● WHAT YOU WILL DO
Whenever a line below includes the word "Target", copy that line.

● DATA FOR PROCESSING
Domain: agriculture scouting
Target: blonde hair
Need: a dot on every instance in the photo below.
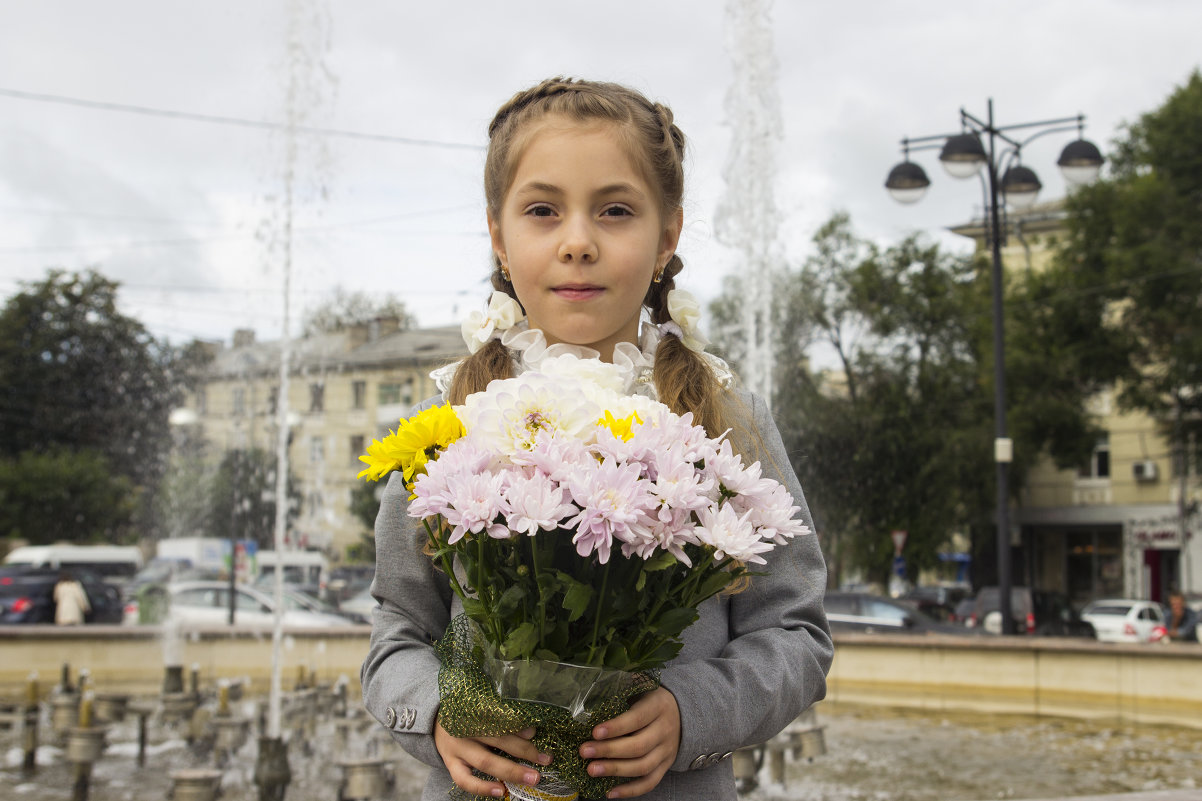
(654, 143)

--

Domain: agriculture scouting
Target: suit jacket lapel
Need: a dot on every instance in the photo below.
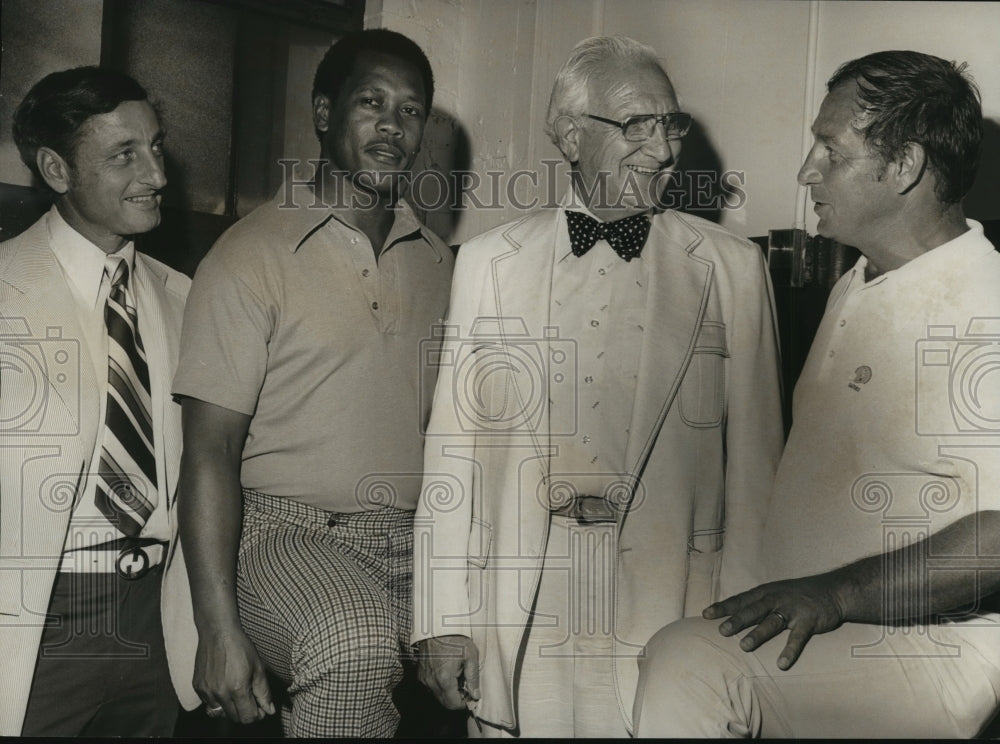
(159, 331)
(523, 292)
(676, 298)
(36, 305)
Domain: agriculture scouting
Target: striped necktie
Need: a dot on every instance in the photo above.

● EXERCISE SOLUTION
Target: blonde hair
Target: suit jacket lapel
Target: striped necktie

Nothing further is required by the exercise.